** What is being asked **
Exactly reproduce the line that contains "Objective — one point per instance of the bee face" and all lines after it in the entries below, through the very last line.

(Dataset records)
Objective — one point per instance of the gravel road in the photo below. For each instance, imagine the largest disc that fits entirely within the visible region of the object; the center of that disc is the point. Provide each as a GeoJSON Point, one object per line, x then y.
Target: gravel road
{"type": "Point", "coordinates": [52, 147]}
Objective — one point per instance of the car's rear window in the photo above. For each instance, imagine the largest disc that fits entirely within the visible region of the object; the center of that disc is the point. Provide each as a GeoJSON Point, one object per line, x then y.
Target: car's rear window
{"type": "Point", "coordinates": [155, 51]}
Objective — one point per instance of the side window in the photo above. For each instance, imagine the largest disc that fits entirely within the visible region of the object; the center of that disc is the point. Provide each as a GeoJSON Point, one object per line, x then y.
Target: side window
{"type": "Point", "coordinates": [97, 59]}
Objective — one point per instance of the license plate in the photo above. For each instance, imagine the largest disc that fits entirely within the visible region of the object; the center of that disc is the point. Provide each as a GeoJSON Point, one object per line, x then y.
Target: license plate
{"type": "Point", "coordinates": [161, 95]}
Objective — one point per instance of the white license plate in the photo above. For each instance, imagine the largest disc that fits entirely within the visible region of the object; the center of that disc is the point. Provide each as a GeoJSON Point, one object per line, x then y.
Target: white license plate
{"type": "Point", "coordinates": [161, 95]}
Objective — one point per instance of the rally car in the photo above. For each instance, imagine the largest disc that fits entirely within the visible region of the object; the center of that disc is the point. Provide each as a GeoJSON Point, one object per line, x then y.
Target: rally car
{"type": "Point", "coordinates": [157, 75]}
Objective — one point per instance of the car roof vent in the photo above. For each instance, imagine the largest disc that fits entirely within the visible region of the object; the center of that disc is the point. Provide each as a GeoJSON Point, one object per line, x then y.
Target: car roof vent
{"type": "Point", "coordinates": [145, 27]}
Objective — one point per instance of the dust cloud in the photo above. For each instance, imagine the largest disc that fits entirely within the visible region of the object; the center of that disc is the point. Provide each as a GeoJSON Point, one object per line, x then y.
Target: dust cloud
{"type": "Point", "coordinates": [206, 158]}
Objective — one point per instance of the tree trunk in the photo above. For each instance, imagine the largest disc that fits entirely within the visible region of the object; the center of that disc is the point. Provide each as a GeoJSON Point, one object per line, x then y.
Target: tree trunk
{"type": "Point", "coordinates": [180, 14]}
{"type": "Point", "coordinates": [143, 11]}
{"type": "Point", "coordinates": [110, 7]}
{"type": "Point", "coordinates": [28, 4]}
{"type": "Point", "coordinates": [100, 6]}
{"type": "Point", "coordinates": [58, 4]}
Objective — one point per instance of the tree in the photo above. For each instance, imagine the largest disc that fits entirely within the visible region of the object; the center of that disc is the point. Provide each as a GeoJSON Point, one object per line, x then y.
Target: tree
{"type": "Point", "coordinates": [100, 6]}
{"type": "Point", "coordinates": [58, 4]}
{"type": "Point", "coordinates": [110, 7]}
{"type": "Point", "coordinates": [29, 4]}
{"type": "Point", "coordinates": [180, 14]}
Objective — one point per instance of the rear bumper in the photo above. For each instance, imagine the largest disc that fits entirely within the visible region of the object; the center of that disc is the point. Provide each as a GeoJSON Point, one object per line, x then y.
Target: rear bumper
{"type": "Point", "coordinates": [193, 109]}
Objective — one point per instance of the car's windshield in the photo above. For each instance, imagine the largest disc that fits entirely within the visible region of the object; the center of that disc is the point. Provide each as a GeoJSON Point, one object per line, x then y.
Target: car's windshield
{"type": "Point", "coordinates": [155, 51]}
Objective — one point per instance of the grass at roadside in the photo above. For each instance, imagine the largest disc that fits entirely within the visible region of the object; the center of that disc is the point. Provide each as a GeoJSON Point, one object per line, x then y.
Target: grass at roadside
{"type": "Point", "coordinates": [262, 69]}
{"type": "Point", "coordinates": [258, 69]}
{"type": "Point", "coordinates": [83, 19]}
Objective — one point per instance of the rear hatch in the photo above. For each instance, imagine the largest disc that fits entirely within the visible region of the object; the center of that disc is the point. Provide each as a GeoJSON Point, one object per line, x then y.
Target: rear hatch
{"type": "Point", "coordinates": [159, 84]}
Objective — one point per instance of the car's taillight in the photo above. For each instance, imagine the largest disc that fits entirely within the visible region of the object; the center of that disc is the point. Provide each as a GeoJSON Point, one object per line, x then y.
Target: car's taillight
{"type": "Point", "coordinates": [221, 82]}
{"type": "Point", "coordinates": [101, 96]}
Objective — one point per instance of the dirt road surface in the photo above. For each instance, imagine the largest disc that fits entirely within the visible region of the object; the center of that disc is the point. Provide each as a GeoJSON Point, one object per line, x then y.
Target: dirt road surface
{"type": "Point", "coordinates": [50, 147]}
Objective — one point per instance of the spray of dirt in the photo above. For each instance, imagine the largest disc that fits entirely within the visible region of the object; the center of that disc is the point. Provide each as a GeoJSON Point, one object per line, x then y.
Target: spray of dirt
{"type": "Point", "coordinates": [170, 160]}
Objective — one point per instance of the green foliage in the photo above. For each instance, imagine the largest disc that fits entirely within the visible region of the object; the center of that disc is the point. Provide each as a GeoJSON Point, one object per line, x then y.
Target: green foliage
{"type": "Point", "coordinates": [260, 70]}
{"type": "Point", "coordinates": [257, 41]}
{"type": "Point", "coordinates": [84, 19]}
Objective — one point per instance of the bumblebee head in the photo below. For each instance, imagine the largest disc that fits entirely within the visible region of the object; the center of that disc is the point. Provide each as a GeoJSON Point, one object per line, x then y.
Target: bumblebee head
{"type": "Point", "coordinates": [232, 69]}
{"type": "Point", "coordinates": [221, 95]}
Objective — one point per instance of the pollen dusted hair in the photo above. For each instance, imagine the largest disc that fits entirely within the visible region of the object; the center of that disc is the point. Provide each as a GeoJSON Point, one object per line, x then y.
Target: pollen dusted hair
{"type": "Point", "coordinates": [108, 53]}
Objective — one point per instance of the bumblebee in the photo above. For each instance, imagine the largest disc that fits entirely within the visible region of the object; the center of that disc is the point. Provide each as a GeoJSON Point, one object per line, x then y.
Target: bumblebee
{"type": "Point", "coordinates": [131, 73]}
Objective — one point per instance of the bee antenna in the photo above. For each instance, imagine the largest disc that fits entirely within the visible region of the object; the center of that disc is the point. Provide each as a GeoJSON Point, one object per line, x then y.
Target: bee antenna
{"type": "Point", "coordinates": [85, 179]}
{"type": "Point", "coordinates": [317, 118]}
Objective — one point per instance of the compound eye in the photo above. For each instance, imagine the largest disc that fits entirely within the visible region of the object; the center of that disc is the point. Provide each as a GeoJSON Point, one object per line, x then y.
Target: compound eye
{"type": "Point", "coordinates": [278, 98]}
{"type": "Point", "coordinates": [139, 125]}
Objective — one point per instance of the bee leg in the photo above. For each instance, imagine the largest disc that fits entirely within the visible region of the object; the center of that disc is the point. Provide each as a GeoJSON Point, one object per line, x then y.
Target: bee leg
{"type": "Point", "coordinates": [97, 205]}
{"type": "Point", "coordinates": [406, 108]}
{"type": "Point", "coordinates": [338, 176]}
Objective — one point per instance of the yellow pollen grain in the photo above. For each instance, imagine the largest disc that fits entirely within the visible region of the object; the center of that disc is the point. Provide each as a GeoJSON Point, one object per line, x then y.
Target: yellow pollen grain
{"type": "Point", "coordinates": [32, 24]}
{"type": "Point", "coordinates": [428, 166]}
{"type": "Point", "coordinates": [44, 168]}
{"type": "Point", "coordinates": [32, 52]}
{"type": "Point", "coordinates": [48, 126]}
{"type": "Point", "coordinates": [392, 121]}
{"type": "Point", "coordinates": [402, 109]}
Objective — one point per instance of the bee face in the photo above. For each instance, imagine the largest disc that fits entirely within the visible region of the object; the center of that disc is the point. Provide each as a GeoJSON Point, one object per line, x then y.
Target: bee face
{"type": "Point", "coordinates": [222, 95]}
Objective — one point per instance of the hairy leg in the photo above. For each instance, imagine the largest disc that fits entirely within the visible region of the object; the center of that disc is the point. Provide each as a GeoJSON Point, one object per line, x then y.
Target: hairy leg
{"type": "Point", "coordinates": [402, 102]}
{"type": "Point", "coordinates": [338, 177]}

** Solution to this task **
Objective — one point per instance of the bee face in the photo above. For each instance, imagine the largest disc that fits entirely within the visible region of the object; the center of that disc is the point. Provide each as a GeoJSON Point, one object per line, x then y.
Target: bee face
{"type": "Point", "coordinates": [222, 95]}
Objective — one point per instance of the hairy leg in the photo above. For each instance, imagine the largest disc that fits entirely within the visible region of the object; the center of that disc is the point. Provide each as a GeoJSON Point, one object per line, x then y.
Target: hairy leg
{"type": "Point", "coordinates": [402, 102]}
{"type": "Point", "coordinates": [338, 177]}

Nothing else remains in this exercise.